- _抜粋_:
"""

山崎:まぁそうなるよね。すごいなって思います。落ち込む。どんどん新しいことをやって、どんどん進化していくから、追いつくことを諦めるよね(笑)。

リリィ:未だに揺るぎないもんな。宇多田ヒカルさんは英語詞のイメージが強いけれど、実は日本語の短い言葉数でものすごく突き刺さることを歌うんですよ。たとえば「Movin' on without you」なら<指輪も返すから 私のこころ返して>とか。あと「Be My Last」なら<いつか結ばれるより 今夜一時間会いたい>とか。刺さる~。最近リリースされた“キングダム ハーツ”主題歌の「誓い」もすごかったし。変な拍を取るんだよね、あれ。

山崎:そうそう。普通の職業作詞家だったら絶対に「うわ、やっちゃったな…」っていう譜割り。でも宇多田さんが歌うと、それが唯一無二の味となるからすごい。

"""

- _提供データ_:
"""

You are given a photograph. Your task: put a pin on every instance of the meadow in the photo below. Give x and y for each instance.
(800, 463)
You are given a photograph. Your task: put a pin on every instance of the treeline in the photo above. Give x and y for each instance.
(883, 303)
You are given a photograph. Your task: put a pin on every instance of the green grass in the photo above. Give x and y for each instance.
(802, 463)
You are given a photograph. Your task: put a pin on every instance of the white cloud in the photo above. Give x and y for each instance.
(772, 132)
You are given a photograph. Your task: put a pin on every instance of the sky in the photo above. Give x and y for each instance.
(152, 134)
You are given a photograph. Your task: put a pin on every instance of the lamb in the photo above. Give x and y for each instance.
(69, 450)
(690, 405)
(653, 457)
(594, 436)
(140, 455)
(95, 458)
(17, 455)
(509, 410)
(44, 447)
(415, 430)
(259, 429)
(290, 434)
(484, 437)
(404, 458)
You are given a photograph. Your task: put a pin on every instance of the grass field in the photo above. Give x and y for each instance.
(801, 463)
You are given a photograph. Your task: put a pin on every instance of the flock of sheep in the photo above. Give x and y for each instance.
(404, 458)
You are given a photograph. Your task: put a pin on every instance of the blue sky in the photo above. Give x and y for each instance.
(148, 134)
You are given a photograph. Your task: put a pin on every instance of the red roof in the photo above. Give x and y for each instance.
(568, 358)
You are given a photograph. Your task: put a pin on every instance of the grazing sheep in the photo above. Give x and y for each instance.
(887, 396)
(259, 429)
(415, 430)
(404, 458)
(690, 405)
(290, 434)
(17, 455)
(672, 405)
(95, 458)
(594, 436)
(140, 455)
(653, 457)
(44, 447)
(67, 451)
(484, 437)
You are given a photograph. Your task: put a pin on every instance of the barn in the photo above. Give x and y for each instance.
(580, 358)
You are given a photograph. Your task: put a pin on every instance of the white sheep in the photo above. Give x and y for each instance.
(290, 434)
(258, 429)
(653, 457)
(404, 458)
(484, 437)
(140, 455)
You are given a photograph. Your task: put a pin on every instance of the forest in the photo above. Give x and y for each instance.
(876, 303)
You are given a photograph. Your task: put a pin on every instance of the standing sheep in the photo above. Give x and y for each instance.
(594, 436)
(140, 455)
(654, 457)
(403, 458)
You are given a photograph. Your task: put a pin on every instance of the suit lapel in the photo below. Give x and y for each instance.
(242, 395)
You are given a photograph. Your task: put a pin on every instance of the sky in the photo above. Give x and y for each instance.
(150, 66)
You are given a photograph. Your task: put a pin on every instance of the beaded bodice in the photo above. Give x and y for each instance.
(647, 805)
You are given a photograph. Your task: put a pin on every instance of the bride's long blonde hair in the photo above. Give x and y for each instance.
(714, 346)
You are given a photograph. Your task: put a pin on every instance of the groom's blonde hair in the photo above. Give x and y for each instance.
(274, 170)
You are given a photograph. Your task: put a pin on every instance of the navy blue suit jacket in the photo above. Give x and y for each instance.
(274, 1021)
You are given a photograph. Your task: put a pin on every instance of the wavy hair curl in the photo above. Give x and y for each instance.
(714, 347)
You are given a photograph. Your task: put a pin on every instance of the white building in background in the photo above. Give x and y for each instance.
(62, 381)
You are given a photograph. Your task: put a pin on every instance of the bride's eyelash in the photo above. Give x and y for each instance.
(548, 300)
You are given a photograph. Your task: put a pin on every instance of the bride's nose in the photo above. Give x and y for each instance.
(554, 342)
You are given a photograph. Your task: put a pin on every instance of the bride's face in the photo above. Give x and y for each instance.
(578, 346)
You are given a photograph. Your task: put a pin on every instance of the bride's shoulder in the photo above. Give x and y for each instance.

"""

- _小課題 1_: 宇多田ヒカルについての対談で、リリィが「Be My Last」から引いた歌詞はどれですか。
- _小課題 2_: 宇多田ヒカルについての対談を、最後の発言のあとから書き継いでください。

- _回答 1_: 「いつか結ばれるより 今夜一時間会いたい」という一節です。

- _回答 2_:
リリィ:だから一番の【平成の大スター】といえば、宇多田ヒカルさんかな。もし彼女がいなかったら、もっとJ-POPって時代遅れなものになっていた気がします。なんかそういう1ジャンルを築いてしまうひとって本当にすごいなって。でも、だからといって僕が平成生まれのミスチル・桜井さんやバンプ・藤くんみたいになれるわけではないとすぐに気づいたので(笑)。そういうカリスマにはなれなかったけれど、それでも自分の音楽を聴いてくれるひとがいるという立場なりにやれることを、これからも考えていかないとなって思いますね。

【第3弾】に続く!


(取材・文 / 井出美緒)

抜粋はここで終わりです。